YOUR OBJECTIVE:
Gather every line from the entries below that includes "door".

-----

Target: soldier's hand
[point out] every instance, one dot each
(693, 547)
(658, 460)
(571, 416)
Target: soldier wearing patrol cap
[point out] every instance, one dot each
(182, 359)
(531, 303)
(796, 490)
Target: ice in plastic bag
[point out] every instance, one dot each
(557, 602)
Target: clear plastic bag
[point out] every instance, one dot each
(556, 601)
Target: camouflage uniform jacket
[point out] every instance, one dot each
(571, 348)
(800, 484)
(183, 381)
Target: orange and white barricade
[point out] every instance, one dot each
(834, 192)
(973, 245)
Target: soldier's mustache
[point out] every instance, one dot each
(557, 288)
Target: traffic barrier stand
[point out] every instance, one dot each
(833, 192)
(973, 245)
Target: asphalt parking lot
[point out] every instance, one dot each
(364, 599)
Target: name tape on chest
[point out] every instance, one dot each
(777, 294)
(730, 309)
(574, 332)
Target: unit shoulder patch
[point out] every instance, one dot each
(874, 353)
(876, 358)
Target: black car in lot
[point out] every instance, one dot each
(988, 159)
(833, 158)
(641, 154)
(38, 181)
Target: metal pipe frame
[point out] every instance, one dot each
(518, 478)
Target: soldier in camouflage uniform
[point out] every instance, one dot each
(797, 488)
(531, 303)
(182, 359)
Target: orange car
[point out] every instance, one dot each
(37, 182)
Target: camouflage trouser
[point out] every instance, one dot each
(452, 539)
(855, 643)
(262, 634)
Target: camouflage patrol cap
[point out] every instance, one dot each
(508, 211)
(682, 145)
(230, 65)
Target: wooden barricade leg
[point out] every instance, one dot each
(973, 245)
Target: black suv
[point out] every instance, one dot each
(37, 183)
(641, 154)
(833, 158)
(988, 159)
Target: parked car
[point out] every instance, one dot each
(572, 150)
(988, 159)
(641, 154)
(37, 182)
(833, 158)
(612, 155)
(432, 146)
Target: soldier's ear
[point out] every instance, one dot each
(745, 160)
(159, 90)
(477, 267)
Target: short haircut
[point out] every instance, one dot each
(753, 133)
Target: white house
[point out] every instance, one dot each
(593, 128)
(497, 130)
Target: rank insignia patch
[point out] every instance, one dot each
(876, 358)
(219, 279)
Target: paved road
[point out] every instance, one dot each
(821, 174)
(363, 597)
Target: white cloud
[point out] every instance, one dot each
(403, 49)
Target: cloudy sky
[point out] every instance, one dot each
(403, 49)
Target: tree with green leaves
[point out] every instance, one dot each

-----

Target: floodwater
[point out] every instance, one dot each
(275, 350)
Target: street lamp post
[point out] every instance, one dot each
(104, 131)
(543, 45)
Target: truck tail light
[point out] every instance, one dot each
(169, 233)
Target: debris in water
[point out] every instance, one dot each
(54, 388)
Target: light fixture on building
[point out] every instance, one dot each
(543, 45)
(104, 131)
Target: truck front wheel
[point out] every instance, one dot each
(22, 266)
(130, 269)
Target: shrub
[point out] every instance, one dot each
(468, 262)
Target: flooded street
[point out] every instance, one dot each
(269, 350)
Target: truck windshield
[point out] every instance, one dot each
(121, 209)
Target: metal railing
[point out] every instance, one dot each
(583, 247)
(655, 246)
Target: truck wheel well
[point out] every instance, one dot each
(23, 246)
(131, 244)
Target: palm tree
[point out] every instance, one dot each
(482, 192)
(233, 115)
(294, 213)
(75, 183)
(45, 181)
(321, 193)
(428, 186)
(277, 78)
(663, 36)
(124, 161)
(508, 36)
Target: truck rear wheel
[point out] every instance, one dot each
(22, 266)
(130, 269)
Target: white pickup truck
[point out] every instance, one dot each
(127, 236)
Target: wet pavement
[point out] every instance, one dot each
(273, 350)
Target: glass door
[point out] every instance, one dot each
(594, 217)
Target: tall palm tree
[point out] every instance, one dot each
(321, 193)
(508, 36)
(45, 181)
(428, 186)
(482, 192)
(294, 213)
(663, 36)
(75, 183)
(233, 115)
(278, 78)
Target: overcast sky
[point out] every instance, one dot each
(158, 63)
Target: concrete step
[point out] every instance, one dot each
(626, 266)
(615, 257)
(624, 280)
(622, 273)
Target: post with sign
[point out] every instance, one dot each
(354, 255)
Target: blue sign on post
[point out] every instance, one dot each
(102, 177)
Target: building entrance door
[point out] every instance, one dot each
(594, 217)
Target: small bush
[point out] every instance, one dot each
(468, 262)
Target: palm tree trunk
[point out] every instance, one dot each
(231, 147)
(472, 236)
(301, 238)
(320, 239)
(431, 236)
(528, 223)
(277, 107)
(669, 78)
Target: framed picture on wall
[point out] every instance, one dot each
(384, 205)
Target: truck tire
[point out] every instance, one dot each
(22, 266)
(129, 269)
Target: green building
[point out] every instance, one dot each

-----

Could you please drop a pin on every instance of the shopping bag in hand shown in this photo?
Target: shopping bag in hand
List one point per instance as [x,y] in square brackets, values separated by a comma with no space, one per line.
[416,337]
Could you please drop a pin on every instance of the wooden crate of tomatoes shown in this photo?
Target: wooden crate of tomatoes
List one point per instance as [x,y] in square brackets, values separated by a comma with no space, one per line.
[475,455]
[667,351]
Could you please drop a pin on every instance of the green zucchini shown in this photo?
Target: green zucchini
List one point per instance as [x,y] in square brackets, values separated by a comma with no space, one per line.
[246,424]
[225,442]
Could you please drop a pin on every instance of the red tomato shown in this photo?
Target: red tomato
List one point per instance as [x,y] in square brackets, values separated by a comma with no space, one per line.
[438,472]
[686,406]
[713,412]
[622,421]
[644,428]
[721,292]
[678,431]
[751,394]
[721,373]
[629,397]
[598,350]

-----

SOLUTION BELOW:
Target: glass door
Target: building entrance door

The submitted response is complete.